BRIEF 1 >>
Pull out every line of the listing below that contains the string "wall".

EXTRACT TO READ >>
__________________________________________________

I have kept this class lean and mean for performance purposes.

• Null values are not supported but are not checked for - that is the responsibility of the caller.
• There is no option to remove individual values once added. You can however use the Clear() method to remove them all.
• I've added a few additional members such as Count, Contains(), IndexOf() & this[] to show it is still a list but I suspect the Add() and Intern() methods will be used primarily. 
• If you have an idea of the maximum capacity required then it can be provided in a constructor to presize the internal arrays. Note this is will be rounded up to match the Golden Prime used and the LoadFactor but will not be less than specified.

public sealed class UniqueStringList
{
  const float LoadFactor = .72f;

  Slot[] slots;
  int[] buckets;
  int slotIndex;
  QuickDivideInfo quickDivideInfo;

  public UniqueStringList()
  {
    Expand(0);
  }

  public UniqueStringList(int capacity)
  {
    Expand(capacity);
  }

  public int Count
  {
    get { return slotIndex; }
  }

  public void Clear()
  {
    Array.Clear(slots, 0, slotIndex);
    Array.Clear(buckets, 0, buckets.Length);

    slotIndex = 0;
  }

  public string Intern(string item)
  {
    int index;

    return slotIndex == (index = AddIfMissing(item)) ? item : slots[index].Value;
  }

  public void Intern(ref string item)
  {
    int index;

    if (slotIndex != (index = AddIfMissing(item)))
    {
      item = slots[index].Value;
    }
  }

  public void AddRange(IEnumerable<string> items)
  {
    foreach (var item in items)
    {
      if (item == null) continue;

      AddIfMissing(item);
    }
  }

  public bool Add(string item)
  {
    return slotIndex == AddIfMissing(item);
  }

  public bool Add(string item, out int index)
  {
    return slotIndex == (index = AddIfMissing(item));
  }

  public IEnumerable<string> GetItems()
  {
    var index = 0;

    while(index < slotIndex)
    {
      yield return slots[index++].Value;
    }
  }

  public string this[int index]
  {
    get { return slots[index].Value; }
  }

  public bool Contains(string item)
  {
    return IndexOf(item) != -1;
  }

  public int IndexOf(string item)
  {
    int hashCode = item.GetHashCode() & MathHelper.Lower31BitMask;
    int bucketIndex = quickDivideInfo.ModuloPositive(hashCode);

    for (int i = buckets[bucketIndex] - 1; i >= 0; i = slots[i].Next)
    {
      if (slots[i].HashCode == hashCode && string.Equals(slots[i].Value, item))

__________________________________________________

SUPPLIED RECORDS >>
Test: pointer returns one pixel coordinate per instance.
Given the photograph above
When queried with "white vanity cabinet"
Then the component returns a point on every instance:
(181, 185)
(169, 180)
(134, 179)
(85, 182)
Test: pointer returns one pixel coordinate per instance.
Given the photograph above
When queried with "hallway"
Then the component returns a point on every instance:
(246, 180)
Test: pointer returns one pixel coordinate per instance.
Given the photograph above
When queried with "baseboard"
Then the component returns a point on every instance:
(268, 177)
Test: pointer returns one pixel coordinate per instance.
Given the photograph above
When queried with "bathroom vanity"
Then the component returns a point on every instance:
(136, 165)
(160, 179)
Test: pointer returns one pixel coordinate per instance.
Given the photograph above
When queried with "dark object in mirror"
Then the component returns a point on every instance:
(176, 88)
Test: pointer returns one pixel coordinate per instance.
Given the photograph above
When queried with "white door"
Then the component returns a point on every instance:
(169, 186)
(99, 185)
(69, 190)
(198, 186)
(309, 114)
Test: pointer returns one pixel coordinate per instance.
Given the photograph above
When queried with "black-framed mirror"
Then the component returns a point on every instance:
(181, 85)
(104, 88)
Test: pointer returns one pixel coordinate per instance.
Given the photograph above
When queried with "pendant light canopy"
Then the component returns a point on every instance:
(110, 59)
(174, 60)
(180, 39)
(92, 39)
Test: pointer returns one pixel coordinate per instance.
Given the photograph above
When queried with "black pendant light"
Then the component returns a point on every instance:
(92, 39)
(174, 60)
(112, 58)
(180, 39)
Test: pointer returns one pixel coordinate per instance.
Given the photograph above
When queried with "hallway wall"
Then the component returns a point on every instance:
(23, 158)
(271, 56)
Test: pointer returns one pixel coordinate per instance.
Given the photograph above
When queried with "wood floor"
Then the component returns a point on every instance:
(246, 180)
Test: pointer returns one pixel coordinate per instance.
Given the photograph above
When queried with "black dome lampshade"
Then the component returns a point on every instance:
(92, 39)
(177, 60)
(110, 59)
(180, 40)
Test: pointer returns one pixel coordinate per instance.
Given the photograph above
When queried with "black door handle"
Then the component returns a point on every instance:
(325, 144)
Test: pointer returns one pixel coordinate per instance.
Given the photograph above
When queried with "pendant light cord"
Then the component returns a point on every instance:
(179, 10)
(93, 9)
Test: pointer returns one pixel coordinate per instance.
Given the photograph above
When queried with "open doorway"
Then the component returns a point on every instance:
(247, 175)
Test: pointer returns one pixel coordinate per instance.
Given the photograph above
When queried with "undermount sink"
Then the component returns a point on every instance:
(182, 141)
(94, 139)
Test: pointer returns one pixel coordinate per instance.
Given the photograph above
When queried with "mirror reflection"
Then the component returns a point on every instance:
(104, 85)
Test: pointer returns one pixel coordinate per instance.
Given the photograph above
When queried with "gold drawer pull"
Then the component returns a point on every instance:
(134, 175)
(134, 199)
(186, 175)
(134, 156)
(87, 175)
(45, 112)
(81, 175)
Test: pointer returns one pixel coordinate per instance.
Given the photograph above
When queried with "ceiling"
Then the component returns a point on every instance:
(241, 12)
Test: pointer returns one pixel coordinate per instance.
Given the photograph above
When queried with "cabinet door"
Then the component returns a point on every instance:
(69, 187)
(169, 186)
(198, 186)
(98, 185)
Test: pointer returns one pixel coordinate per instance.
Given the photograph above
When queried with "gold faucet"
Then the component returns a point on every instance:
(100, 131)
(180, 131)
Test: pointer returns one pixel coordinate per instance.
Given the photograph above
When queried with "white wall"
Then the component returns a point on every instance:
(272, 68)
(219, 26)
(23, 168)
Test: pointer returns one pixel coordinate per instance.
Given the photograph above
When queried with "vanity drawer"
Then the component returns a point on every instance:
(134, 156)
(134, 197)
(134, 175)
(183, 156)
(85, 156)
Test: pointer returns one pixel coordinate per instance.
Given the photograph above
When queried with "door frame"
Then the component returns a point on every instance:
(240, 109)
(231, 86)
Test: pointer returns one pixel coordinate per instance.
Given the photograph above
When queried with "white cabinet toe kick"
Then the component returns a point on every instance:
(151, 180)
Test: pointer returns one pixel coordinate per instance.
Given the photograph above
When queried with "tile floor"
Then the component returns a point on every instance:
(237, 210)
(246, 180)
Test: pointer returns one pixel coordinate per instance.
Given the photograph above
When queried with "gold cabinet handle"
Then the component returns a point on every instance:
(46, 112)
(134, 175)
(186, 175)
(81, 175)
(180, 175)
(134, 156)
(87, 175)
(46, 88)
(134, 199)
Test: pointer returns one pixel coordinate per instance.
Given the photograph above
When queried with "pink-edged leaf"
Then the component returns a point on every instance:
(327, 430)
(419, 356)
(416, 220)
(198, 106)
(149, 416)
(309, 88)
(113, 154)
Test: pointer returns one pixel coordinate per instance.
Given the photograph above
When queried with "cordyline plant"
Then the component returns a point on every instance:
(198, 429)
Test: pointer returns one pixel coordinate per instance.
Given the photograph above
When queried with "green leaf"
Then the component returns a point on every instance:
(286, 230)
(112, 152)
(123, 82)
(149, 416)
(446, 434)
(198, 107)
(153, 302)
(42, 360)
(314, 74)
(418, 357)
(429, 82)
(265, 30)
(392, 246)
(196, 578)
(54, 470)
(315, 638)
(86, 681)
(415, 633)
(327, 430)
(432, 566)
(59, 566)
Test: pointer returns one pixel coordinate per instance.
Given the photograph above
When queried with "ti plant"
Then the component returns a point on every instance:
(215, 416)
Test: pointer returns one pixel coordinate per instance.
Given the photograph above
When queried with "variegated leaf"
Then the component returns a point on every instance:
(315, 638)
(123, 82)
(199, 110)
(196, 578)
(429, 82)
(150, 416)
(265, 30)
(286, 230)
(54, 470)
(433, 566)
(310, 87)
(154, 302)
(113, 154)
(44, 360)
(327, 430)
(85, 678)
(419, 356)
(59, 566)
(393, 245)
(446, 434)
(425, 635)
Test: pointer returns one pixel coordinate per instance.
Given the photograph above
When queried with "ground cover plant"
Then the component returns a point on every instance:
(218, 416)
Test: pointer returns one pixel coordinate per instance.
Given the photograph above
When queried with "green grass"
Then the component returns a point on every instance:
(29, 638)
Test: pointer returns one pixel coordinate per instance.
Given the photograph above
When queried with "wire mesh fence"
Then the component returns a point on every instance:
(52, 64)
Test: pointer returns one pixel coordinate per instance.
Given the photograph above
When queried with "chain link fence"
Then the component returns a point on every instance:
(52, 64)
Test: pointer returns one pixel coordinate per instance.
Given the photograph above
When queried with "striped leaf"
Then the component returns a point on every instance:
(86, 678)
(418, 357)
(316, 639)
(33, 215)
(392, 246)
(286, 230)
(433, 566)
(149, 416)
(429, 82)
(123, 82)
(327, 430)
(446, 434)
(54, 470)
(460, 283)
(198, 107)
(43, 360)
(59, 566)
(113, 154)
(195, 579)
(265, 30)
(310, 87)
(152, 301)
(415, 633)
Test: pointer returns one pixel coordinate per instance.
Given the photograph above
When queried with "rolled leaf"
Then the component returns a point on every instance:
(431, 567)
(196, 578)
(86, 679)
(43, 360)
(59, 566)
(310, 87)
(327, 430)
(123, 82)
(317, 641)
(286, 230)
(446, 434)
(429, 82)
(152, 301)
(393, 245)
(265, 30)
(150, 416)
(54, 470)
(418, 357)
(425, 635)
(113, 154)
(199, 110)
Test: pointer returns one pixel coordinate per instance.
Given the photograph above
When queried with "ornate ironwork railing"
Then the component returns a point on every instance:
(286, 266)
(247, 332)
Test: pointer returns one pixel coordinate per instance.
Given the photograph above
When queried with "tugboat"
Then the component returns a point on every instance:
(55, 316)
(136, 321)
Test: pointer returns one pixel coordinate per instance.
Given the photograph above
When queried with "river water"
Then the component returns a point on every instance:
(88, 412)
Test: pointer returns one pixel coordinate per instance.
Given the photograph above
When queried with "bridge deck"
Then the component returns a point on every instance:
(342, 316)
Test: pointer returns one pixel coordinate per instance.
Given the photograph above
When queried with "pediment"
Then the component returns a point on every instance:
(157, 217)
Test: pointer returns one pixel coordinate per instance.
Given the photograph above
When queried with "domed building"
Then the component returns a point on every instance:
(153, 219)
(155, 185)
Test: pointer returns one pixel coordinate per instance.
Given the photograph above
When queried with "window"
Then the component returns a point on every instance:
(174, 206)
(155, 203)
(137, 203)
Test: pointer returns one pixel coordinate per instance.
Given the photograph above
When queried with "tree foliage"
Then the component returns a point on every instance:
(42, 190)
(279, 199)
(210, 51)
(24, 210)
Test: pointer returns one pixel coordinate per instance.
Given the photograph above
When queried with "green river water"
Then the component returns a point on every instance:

__________________________________________________

BRIEF 2 >>
Give what comes next in the UniqueStringList class code above, starting right after its last line.

EXPECTED ANSWER 1 >>
When queried with "hallway wall"
When queried with "white wall"

EXPECTED ANSWER 2 >>
      {
        return i;
      }
    }

    return -1;
  }

  int AddIfMissing(string item)
  {
    var hashCode = item.GetHashCode() & MathHelper.Lower31BitMask;
    var bucketIndex = quickDivideInfo.ModuloPositive(hashCode);

    for (int i = buckets[bucketIndex] - 1; i >= 0; i = slots[i].Next)
    {
      if (slots[i].HashCode == hashCode && string.Equals(slots[i].Value, item))
      {
        return i;
      }
    }

    if (slotIndex == slots.Length)
    {
      Expand(slots.Length + 1);
      bucketIndex = quickDivideInfo.ModuloPositive(hashCode);
    }

    slots[slotIndex].HashCode = hashCode;
    slots[slotIndex].Value = item;
    slots[slotIndex].Next = buckets[bucketIndex] - 1;
    buckets[bucketIndex] = ++slotIndex;

    return slotIndex - 1;
  }

  void Expand(int capacity)
  {
    quickDivideInfo = MathHelper.GetGoldenPrimeInfo(Math.Max(quickDivideInfo.Divisor + 1, (int) (capacity / LoadFactor)));
    capacity = Math.Max(capacity, (int) (quickDivideInfo.Divisor * LoadFactor));

    buckets = new int[quickDivideInfo.Divisor];

    Array.Resize(ref slots, capacity);

    for (int i = 0; i < slotIndex; ++i)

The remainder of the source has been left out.